* **Action item**: The pictures do not belong in the copy. Restate all of the records word for word.
[Opening Data section section]
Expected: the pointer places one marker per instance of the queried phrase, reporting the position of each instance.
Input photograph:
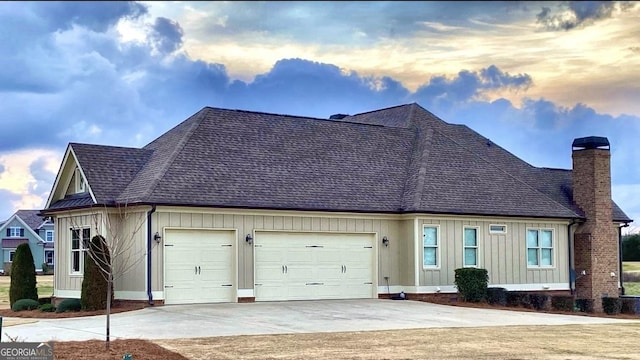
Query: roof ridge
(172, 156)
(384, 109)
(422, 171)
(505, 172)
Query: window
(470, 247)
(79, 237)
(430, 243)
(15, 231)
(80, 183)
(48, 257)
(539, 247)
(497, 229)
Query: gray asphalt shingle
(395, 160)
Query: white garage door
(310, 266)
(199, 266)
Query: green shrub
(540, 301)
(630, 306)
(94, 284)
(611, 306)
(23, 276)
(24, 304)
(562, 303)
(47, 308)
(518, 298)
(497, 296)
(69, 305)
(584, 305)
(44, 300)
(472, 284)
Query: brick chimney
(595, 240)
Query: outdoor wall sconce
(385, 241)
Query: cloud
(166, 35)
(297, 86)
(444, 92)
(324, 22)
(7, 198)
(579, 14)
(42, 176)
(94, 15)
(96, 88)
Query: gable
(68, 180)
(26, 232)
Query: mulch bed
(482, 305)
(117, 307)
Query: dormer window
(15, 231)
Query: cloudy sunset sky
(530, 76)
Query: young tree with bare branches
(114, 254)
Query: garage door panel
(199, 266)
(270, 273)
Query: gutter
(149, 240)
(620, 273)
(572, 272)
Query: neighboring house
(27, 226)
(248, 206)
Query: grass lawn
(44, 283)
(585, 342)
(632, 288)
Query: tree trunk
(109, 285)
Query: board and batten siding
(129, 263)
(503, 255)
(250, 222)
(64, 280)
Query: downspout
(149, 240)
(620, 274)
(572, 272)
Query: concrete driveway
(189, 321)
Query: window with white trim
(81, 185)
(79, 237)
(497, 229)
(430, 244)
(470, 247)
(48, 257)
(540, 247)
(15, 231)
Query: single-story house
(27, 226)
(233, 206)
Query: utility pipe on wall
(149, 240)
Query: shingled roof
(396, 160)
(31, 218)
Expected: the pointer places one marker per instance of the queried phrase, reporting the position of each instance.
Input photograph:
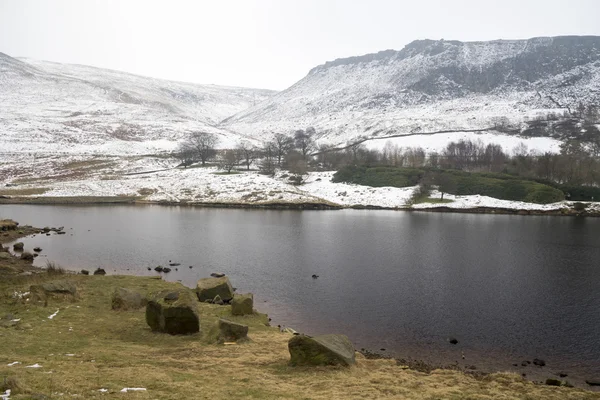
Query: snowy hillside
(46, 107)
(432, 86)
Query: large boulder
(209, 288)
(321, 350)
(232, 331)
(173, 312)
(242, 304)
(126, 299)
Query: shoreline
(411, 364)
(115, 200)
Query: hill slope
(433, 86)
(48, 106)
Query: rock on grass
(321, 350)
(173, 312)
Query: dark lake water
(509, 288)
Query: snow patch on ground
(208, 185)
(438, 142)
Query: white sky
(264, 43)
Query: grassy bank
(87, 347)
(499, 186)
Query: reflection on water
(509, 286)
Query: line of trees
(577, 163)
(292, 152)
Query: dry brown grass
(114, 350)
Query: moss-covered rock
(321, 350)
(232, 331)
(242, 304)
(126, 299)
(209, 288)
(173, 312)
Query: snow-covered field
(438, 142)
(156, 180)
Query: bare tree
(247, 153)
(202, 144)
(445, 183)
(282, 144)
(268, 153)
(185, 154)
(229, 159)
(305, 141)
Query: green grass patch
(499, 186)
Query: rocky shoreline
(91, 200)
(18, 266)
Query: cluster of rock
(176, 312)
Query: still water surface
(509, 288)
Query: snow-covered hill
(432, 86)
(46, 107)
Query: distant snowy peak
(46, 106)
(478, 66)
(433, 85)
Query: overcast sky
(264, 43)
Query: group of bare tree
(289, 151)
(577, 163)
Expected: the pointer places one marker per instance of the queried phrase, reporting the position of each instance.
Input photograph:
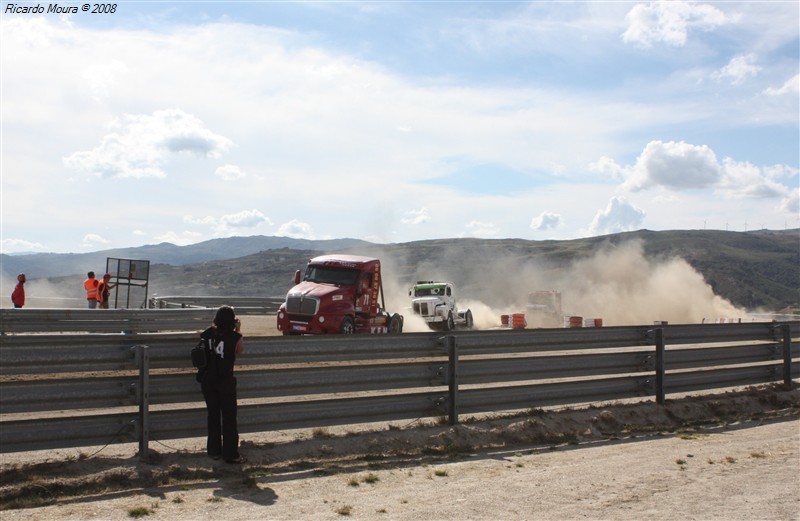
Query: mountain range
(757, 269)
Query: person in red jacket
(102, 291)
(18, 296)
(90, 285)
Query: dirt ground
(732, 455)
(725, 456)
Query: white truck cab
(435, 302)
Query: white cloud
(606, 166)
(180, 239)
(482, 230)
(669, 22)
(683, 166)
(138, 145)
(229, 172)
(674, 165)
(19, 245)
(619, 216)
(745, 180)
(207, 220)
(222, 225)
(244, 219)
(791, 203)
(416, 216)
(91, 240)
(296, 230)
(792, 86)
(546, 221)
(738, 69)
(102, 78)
[Closing Data section section]
* **Solved problem**:
Expected: the pointer places one marker per instance of the queried phrase, reporting the position of each instance.
Input photograph:
Query: roof ridge
(172, 156)
(384, 109)
(422, 171)
(505, 172)
Query: window
(470, 247)
(79, 237)
(430, 243)
(15, 231)
(80, 183)
(48, 257)
(539, 247)
(497, 229)
Query: gray asphalt shingle
(395, 160)
Query: white garage door
(310, 266)
(199, 266)
Query: green shrub
(540, 301)
(630, 306)
(94, 284)
(611, 306)
(23, 276)
(24, 304)
(562, 303)
(47, 308)
(518, 298)
(497, 296)
(69, 305)
(584, 305)
(44, 300)
(472, 284)
Query: brick chimney
(595, 240)
Query: outdoor wall sconce
(385, 241)
Query: cloud
(166, 35)
(297, 86)
(444, 92)
(324, 22)
(7, 198)
(579, 14)
(42, 176)
(94, 15)
(96, 88)
Query: gable
(68, 180)
(26, 232)
Query: mulch bed
(482, 305)
(117, 307)
Query: dormer window
(15, 231)
Query: cloudy sunset sky
(530, 76)
Query: young tree with bare branches
(114, 254)
Query: garage door panel
(199, 266)
(270, 273)
Query: gutter
(149, 240)
(620, 273)
(572, 272)
Query: neighboring house
(27, 226)
(248, 206)
Query: grass lawn
(44, 283)
(585, 342)
(632, 288)
Query: tree trunk
(109, 285)
Query: board and batten siding
(129, 263)
(503, 255)
(250, 222)
(64, 280)
Query: downspout
(149, 240)
(620, 274)
(572, 272)
Query: concrete driveway
(189, 321)
Query: window with white trim
(81, 185)
(79, 237)
(497, 229)
(430, 244)
(470, 247)
(48, 257)
(540, 247)
(15, 231)
Query: single-story house
(27, 226)
(233, 206)
Query: utility pipe on wall
(149, 240)
Query: shingled roof
(396, 160)
(31, 218)
Expected: the pointer places one marker per instance of the queried phrase, reporting the position of each instance.
Input photograph:
Query: snowy hillside
(46, 107)
(432, 86)
Query: large boulder
(209, 288)
(321, 350)
(232, 331)
(173, 312)
(242, 304)
(126, 299)
Query: shoreline
(411, 364)
(115, 200)
Query: hill slope
(433, 86)
(48, 106)
Query: rock on grass
(321, 350)
(173, 312)
Query: dark lake water
(509, 288)
Query: snow patch on ground
(208, 185)
(438, 142)
Query: white sky
(264, 43)
Query: grassy bank
(87, 347)
(499, 186)
Query: reflection on water
(509, 286)
Query: line of trees
(577, 163)
(292, 152)
Query: dry brown grass
(114, 350)
Query: moss-covered rock
(321, 350)
(232, 331)
(242, 304)
(126, 299)
(209, 288)
(173, 312)
Query: snow-covered field
(438, 142)
(156, 180)
Query: bare tree
(247, 153)
(202, 144)
(445, 183)
(282, 144)
(268, 153)
(185, 154)
(229, 159)
(305, 141)
Query: green grass patch
(499, 186)
Query: rocky shoreline
(91, 200)
(18, 266)
Query: cluster of rock
(176, 312)
Query: still water surface
(509, 288)
Query: snow-covered hill
(432, 86)
(46, 107)
Query: distant snowy peak
(46, 106)
(478, 66)
(433, 85)
Query: overcast sky
(264, 43)
Query: group of bare tree
(289, 151)
(577, 163)
Expected: the pointer places one marker per instance of the queried phrase, reporting the position of each instance.
Input photograph:
Query: mountain range
(757, 269)
Query: person in red jacket
(102, 291)
(18, 296)
(90, 285)
Query: dirt ground
(732, 455)
(725, 456)
Query: white truck cab
(435, 302)
Query: white cloud
(606, 166)
(180, 239)
(482, 230)
(669, 22)
(683, 166)
(138, 145)
(229, 172)
(674, 165)
(19, 245)
(619, 216)
(745, 180)
(207, 220)
(222, 225)
(244, 219)
(791, 203)
(416, 216)
(91, 240)
(296, 230)
(792, 86)
(546, 221)
(738, 69)
(102, 78)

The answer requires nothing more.